**TO DO:**
(A) In the article on call center closings, what does the acronym WARN stand for?
(B) Please write out the passage of the article on call center closings starting at "By: Rhonda C." and ending at "site must close.".
(C) Write the next part of the article on call center closings, picking up after its final sentence.

**PAGE TEXT:**
::::::
Outsourcing

Have You Given Fair WARNing For Closings and Layoffs?

1 Mar, 2004

By: Rhonda C. Proctor

Although the U.S. economic recovery is well under way, and there is substantive evidence that our economy is not only recovering, but also growing, there remains tremendous personal, professional and political friction about recent and continued job losses in this country. In the call center industry, this issue is of particular concern as nearly every week there are reports of call center closings and announcements of more offshore outsourcing partnerships. Without taking a stance on economic theory, it becomes important for executives, managers and agents in call centers to know how U.S. law protects them in the unfortunate event that their site must close.
 

WARN
 

WARN is the acronym for the Worker Adjustment and Retraining Notification Act, which mandates that companies provide advance notification to their employees when an operational site is expected to close, or when mass layoffs are planned. “It’s a very misunderstood act,” says employment law attorney Larry Bridgesmith of Waller Lansden Dortch & Davis in Nashville, Tenn. “WARN has often been referred to as the ‘plant closing’ law, but in reality no industry is excluded. Call centers, too, are required to be in compliance.”
 

The premise of the WARN legislation is that workers would be less likely to be permanently displaced if they had additional time to find alternative employment. Further, governmental agencies would have time to provide assistance if needed and potential buyers could see the site in full operation.
::::::
**SOURCE DATA:**
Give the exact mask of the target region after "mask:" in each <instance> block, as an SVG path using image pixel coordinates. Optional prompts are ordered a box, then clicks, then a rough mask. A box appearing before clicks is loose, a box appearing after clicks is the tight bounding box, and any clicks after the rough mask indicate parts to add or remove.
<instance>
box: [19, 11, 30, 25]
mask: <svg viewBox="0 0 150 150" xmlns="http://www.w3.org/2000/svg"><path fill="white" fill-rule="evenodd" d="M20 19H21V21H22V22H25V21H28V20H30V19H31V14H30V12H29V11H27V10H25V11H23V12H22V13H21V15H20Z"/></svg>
::::::
**RESPONSES BY ITEM NUMBER:**
(A) Worker Adjustment and Retraining Notification Act

(B)
By: Rhonda C. Proctor

Although the U.S. economic recovery is well under way, and there is substantive evidence that our economy is not only recovering, but also growing, there remains tremendous personal, professional and political friction about recent and continued job losses in this country. In the call center industry, this issue is of particular concern as nearly every week there are reports of call center closings and announcements of more offshore outsourcing partnerships. Without taking a stance on economic theory, it becomes important for executives, managers and agents in call centers to know how U.S. law protects them in the unfortunate event that their site must close.

(C)
 

If planning a site closure, the provisions of WARN are fairly straightforward, as reported by the U.S. Department of Labor:
 

• Employers must provide 60 calendar days’ written notice in advance of closings and mass layoffs (except when the closing results from a faltering company, unforeseeable business circumstances or a natural disaster) to employees (or their representative), the state dislocated worker unit and the chief elected official of a unit of local government.
 

• A closing refers to a full shutdown of a facility or operating unit for more than six months or when 50 or more employees lose their jobs during any 30-day period at a single employment site.
 

• A mass layoff refers to a designated number of total workers laid off during a 30-day (or, in the case of a series of layoffs, a 90-day) period and occurs when the layoff is six months or longer and affects 500 or more workers or when it is at 50 employees and 33 percent of the employer’s workforce of 100 or more workers.
 

What is less clearly stated is how the law affects non-traditional employment arrangements, which have become so prevalent in the contact center today. However, Bridgesmith reminds employers that, “The issue of employee status under WARN is measured by traditional common law principles. True independent contractors are not employees under WARN. However, not every individual labeled an independent contractor is one under the law. The measure of independence is the key to determining employee vs. independent contractor status.”
 

He continues, “One who works for another is probably an employee if he is not able to set his own working schedule, does not own his equipment, provide his own materials or is not able to work for another. Most dedicated agents or for-hire workers are employees are subject to the protections of WARN if they work in an affected establishment and (are) subject to the same supervision.”
 

Agents working for an outsourcer who takes dedicated calls for a company announcing a closure are excluded, because these agents are employed by the outsourcer. However, the outsourcer may be covered separately. WARN applies to all companies (domestic or foreign) with operational units in the United States, but does not pre-empt any other federal, state, local law or employee arrangement with other notification requirements.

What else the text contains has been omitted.